> **What you are asked to do**:
Please identify each line in the data below that contains the word "woman", and copy every such line.

[Saved entries]
□ □ □
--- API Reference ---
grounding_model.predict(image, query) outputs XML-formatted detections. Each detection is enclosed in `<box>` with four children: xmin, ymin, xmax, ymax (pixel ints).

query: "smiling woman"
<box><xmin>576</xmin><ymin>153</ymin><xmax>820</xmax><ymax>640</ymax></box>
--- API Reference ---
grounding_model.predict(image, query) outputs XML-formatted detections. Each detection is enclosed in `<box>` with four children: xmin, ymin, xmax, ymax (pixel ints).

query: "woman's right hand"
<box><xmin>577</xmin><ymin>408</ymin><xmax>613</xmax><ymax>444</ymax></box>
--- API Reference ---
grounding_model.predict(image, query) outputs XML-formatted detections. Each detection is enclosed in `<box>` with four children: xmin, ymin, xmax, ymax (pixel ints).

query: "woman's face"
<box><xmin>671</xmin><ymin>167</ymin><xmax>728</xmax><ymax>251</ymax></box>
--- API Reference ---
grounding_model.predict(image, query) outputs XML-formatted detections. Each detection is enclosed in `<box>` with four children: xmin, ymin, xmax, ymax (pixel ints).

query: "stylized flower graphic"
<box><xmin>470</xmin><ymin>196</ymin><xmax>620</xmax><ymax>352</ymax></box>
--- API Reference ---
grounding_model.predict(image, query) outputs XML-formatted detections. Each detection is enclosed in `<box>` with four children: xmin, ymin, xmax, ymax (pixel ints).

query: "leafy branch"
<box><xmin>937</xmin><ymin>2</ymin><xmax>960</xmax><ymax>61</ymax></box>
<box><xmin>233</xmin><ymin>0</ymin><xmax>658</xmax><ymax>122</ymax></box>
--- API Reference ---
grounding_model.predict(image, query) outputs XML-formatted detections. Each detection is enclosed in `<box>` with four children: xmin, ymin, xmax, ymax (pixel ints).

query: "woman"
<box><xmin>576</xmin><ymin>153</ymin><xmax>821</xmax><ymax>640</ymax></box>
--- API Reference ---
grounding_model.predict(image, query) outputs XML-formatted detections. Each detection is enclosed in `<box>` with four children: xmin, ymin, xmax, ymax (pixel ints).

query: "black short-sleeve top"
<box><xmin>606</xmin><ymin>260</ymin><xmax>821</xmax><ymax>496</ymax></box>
□ □ □
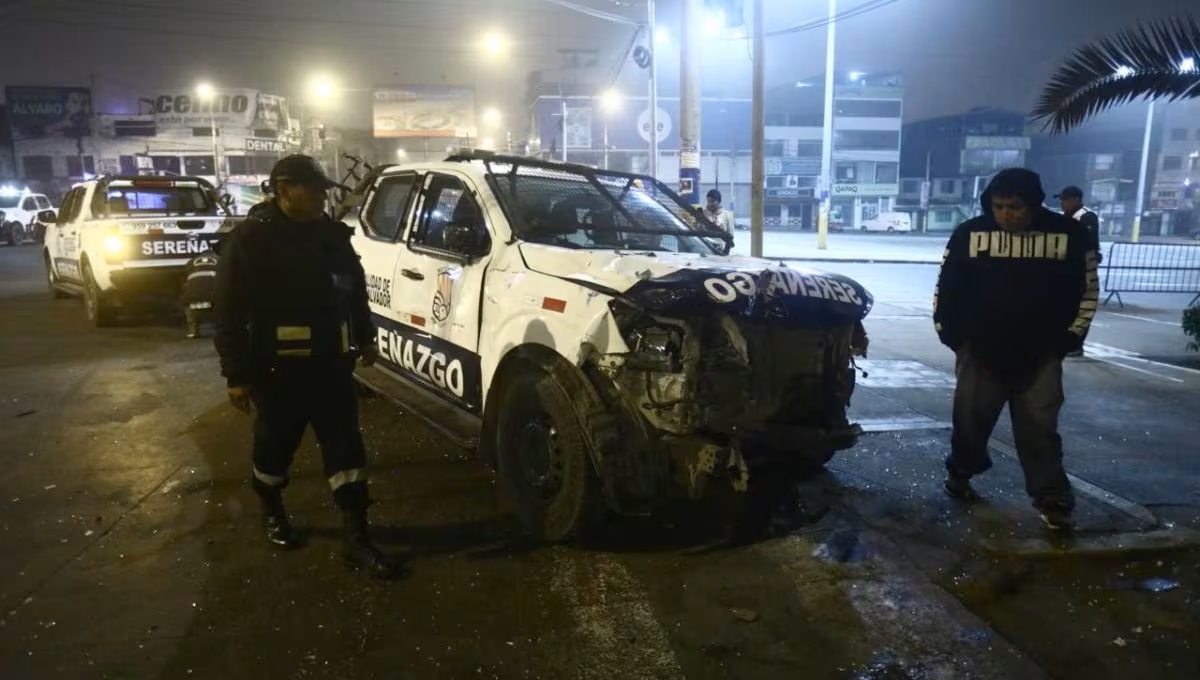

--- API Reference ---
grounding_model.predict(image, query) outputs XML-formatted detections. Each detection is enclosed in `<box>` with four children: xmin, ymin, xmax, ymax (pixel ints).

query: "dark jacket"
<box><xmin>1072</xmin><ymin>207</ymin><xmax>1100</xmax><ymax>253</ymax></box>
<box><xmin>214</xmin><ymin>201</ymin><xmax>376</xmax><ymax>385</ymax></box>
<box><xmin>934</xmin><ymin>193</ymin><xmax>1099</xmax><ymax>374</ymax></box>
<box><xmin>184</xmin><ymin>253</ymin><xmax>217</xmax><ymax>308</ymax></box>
□ □ □
> **The result**:
query: "smiling woman"
query: "woman's right hand"
query: "woman's face"
query: "woman"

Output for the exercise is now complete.